**Lesetext**.

★ ★ ★ ★ ★ ★ ★

Aus der Ordnung hervorgegangen

Die Brüche, die Buddeberg hier schafft, weil zwischen Gammelfleisch und Zweitem Weltkrieg eben zuviel Zeit vergangen ist, um diese spezifische Biographie plausibel zu machen – sie irritieren ein wenig, bleiben aber letztlich Nebensache, weil Erwin/Elvira unterm Strich eben vor allem eines ist: Ein Individuum. Eines, das am Ende in wenigen Worten aus dem Off die Schlichtheit ihres Weltbilds darlegt, während sich sein Körper mit Tabletten und Alkohol vernichtet.

Und damit den Satz der Nonne (bei Buddeberg sehr adäquat als mehrköpfiges Kollektiv sprechend) relativiert, nach dem keiner sein Leben selbst kaputt macht: "Das macht die Ordnung, die die Menschen für sich geschaffen haben." Aber es sind eben auch die Außenseiter Menschen, die aus dieser "Ordnung" hervorgegangen sind. Großer Applaus für Ensemble und Regie, stürmischer Beifall für Swoboda. Recht so.


In einem Jahr mit 13 Monden
nach Rainer Werner Fassbinder von Juliane Lorenz
Regie: Alice Buddeberg, Bühne und Masken: Sandra Rosenstiel, Kostüme: Nele Dörschner, Musik: Stefan Paul Goetsch, Dramaturgie: Stephanie Beyer.
Mit: Alexander Swoboda, Johanna Falckner, Franziska Schubert, Philipp Michael Börner, Jan Byl, Thomas Hatzmann.

www.theaterbremen.de

 

Mehr zur Regisseurin Alice Buddeberg gibt es im nachtkritik-Archiv. Wir besprachen auch Andreas Bodes Inszenierung von "In einem Jahr mit dreizehn Monden" im März 2008 am Deutschen Schauspielhaus Hamburg.

 

Kritikenrundschau

Der Weser-Kurier hat die Videokritik als neues Format eingeführt. Auf knapp zwei Minuten erzählt Rainer Mammen, Kultur-Redakteur der Zeitung, wie es ihm gefallen hat, nämlich "gut, mit Abstrichen".

★ ★ ★ ★ ★ ★ ★

**Bereitgestellte Angaben**.
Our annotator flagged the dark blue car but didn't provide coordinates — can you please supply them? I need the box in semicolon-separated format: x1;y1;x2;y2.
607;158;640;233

★ ★ ★ ★ ★ ★ ★

**Aufgaben**.
1. Nenne alle Schauspielerinnen und Schauspieler, die die Theaterkritik hinter „Mit:“ für die Bremer Inszenierung aufführt.
2. Beantworte diese Fragen zur Theaterkritik:
(a) Womit wird der Körper von Erwin/Elvira am Ende vernichtet?
(b) Auf welche Weise spricht die Nonne bei Buddeberg?
(c) Wie lange dauert die Videokritik von Rainer Mammen im Weser-Kurier?

**Lösungen**.
1. Alexander Swoboda, Johanna Falckner, Franziska Schubert, Philipp Michael Börner, Jan Byl, Thomas Hatzmann

2.
(a) Mit Tabletten und Alkohol.
(b) Als mehrköpfiges Kollektiv.
(c) Knapp zwei Minuten.